Ejercicios:
A - Según el texto sobre la incertidumbre tras el coronavirus, ¿qué dicen las encuestas que hemos empezado a valorar?
B - Reproduce del texto sobre la incertidumbre tras el coronavirus todo lo que va desde "La incertidumbre post-coronavirus" hasta "Ilusa de mí.".
C - Retoma, por favor, el texto sobre la incertidumbre tras el coronavirus a partir de su última oración.

La incertidumbre post-coronavirus no es el problema. El problema es no aceptar que la vida está hecha de incertidumbre.
Hace justo un año encendía mi portátil cargada de alegría e ignorancia para escribir sobre cómo entrar en el 2020 de la mejor forma posible. Ilusa de mí.
La crisis del coronavirus (ya hemos escuchado esto mil veces pero la verdad no está hecha para ser bonita) ha puesto al descubierto todas nuestras carencias como sociedad, y al mismo tiempo nos ha recordado dónde hay que poner el foco. Las encuestas dicen que hemos empezado a valorar los «pequeños momentos». Los pequeños momentos no son en realidad pequeños. De hecho, no hay nada más bestial y enorme que ellos. Son lo único que nos llevaremos a la tumba. Nuestros título, nuestro dinero y nuestras 8 horas de trabajo al día… lo siento, pero nadie va a recordar eso con alegría en el corazón. Si es todo lo que haces con tu vida, estás a tiempo de cambiar.

Datos disponibles:
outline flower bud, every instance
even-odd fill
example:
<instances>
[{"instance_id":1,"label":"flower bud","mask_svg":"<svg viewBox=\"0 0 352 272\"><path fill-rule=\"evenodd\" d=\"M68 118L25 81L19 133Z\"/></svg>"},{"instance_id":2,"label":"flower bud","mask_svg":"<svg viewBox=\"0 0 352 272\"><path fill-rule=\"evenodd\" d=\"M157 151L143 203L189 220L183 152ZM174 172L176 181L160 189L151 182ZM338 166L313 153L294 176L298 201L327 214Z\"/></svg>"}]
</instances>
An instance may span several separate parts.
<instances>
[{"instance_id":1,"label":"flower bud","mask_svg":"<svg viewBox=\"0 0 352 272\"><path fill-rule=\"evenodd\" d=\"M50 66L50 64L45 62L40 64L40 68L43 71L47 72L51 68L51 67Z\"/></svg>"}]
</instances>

Respuestas por tarea:
A - Los «pequeños momentos».

B -
La incertidumbre post-coronavirus no es el problema. El problema es no aceptar que la vida está hecha de incertidumbre.
Hace justo un año encendía mi portátil cargada de alegría e ignorancia para escribir sobre cómo entrar en el 2020 de la mejor forma posible. Ilusa de mí.

C -
Entre nuestras carencias está por supuesto, reconocer que haber estado en cuarentena y aún así, haber tenido una red de apoyo social y económico para seguir subsistiendo ha sido un enorme privilegio del que no todas las personas han podido disfrutar. Madonna nos decía desde su bañera llena de flores o algo así, que el coronavirus era el gran ecualizador. No, no lo es. Nuestras diferencias sociales siguen y seguirán siendo igual de feroces y desgarradoras.
Nos quejamos por no poder salir a la calle pero hay personas que no podían permitírselo porque su economía dependía, y sigue dependiendo, del dinero que reúnen día a día. Que alguien me explique cómo se puede sobrevivir sin haber podido salir a vender nada durante dos meses. Es imposible, así que reconozcamos de una vez, que hemos tenido un privilegio inmenso.
Por otra parte hemos aprendido que la sociedad no está hecha sólo de la masa trabajadora y sus problemas. Hemos recordado que las personas mayores existen, y sobre todo, que las queremos. Que nuestras abuelas y abuelos están en casa temblando de miedo y que no merecen que salgamos a la calle sin mascarilla a hacer tonterías.
En cualquier caso, todo lo que he dicho es bastante obvio, lo único que realmente quiero recordar con este artículo es un tercer aprendizaje, que quizás pase más desapercibido pero para mí es uno de los más importantes y éste es, redoble de tambores: tenemos que aprender a vivir con la incertidumbre.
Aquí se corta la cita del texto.